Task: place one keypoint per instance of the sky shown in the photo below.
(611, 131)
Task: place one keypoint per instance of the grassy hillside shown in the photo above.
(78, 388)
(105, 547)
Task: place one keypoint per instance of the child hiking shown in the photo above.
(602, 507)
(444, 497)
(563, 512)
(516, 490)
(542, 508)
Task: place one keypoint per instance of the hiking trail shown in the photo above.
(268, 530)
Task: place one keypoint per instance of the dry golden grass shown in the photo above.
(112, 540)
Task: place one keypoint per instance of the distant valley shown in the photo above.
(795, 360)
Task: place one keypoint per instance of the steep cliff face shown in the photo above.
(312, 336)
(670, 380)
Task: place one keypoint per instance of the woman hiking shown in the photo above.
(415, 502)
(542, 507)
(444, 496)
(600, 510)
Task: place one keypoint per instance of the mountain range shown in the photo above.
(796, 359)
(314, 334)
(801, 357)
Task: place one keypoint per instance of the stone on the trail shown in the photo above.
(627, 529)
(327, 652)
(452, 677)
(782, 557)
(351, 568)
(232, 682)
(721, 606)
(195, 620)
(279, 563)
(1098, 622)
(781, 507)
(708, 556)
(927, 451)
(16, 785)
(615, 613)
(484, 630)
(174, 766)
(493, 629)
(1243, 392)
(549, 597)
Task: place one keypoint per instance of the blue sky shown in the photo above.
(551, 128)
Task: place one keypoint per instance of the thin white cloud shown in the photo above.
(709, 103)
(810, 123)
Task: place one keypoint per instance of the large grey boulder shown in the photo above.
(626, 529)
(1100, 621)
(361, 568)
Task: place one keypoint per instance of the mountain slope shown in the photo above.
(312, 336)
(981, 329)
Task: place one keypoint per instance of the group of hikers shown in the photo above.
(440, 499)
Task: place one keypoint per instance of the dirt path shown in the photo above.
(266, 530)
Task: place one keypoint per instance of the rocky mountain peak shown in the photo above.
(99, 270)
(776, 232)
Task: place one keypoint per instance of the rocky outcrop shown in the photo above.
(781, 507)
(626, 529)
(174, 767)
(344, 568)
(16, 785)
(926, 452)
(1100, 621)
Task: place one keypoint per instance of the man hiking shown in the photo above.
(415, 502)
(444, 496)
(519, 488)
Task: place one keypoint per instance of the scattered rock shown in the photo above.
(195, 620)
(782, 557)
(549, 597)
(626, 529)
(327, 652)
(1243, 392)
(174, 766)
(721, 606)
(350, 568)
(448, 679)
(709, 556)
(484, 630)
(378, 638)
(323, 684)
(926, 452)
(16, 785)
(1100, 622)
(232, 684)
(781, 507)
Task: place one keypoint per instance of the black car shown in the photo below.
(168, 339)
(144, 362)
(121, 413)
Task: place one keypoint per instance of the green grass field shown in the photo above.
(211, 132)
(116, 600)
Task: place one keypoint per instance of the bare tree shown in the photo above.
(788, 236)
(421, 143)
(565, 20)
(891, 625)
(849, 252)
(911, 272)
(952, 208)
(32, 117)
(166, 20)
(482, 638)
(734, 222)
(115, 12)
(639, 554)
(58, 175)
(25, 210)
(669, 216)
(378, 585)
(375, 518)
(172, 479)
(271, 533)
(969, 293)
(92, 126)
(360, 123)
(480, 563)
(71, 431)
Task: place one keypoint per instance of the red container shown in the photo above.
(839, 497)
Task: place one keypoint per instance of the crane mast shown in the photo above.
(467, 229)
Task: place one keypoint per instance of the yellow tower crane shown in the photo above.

* * *

**To be done**
Copy out the whole listing exactly as written.

**Problem solution**
Task: place one keypoint per instance of the sky shown in the photo below.
(611, 131)
Task: place one keypoint per instance of the grassy hillside shown in the photo above.
(78, 388)
(105, 547)
Task: place one keypoint per instance of the child hiking shown in the photo above.
(602, 507)
(444, 497)
(563, 512)
(516, 490)
(542, 508)
Task: place one keypoint per instance of the hiking trail shown in the photo above.
(268, 530)
Task: place one keypoint per instance of the dry golden grass shown in the photo above.
(112, 540)
Task: place one keypoint per instance of the distant valley shown in the photo above.
(795, 360)
Task: place one keypoint per instance of the steep cliff face shown in the photo above.
(312, 336)
(670, 380)
Task: place one keypoint per instance of the woman hiking shown in the photo above.
(415, 502)
(542, 507)
(444, 496)
(600, 510)
Task: place one keypoint per instance of the mountain range shown in the photo above.
(796, 359)
(314, 334)
(801, 357)
Task: place one keypoint per instance of the stone on the trail shown in the photo above.
(627, 529)
(327, 652)
(452, 677)
(782, 557)
(351, 568)
(232, 682)
(721, 606)
(195, 620)
(279, 563)
(1098, 622)
(781, 507)
(708, 556)
(927, 451)
(16, 785)
(615, 613)
(484, 630)
(174, 766)
(493, 629)
(1243, 392)
(549, 597)
Task: place one keypoint per instance of the blue sky shown in the photo above.
(551, 128)
Task: place one keypoint per instance of the thin white cloud shown in the photo above.
(709, 103)
(810, 123)
Task: place one keypoint per instance of the large grey boulder shown in the photo above.
(626, 529)
(1100, 621)
(361, 568)
Task: place one keypoint per instance of the mountain slope shown in the photo above.
(312, 336)
(981, 329)
Task: place one keypoint per instance of the group of hikers shown in the photo above.
(440, 499)
Task: place one keypoint per instance of the dirt path shown in the photo above.
(266, 530)
Task: place one keypoint per instance of the rocky mountain peak shown in the photo above.
(99, 270)
(776, 232)
Task: place one keypoint per instance of the rocky outcrop shown in the photo above.
(781, 507)
(626, 529)
(174, 767)
(344, 568)
(16, 785)
(926, 452)
(1100, 621)
Task: place one keypoint per instance of the man hiking shown in the photo above.
(415, 502)
(444, 496)
(519, 488)
Task: place one keypoint per instance of the scattered rock shown in the photo above.
(195, 620)
(782, 557)
(549, 597)
(626, 529)
(327, 652)
(1243, 392)
(174, 766)
(721, 606)
(350, 568)
(448, 679)
(709, 556)
(484, 630)
(378, 638)
(323, 684)
(926, 452)
(16, 785)
(1100, 622)
(232, 684)
(781, 507)
Task: place one keypoint per instance of the black car shown in the photo below.
(168, 339)
(144, 362)
(121, 413)
Task: place one keypoint per instance of the green grass field shown in the photo above.
(211, 132)
(116, 600)
Task: place one keypoint per instance of the bare tree shown in the photo above.
(788, 236)
(421, 143)
(565, 20)
(891, 625)
(849, 252)
(911, 272)
(952, 208)
(32, 117)
(166, 20)
(482, 638)
(734, 222)
(115, 12)
(639, 554)
(58, 175)
(25, 210)
(669, 216)
(378, 585)
(375, 518)
(172, 479)
(271, 533)
(969, 293)
(92, 126)
(360, 123)
(480, 563)
(71, 431)
Task: place one keypoint per instance of the red container shown in the photo above.
(839, 497)
Task: place one keypoint per instance of the crane mast shown in the photo above.
(467, 229)
Task: place one keypoint per instance of the yellow tower crane shown in the photo above.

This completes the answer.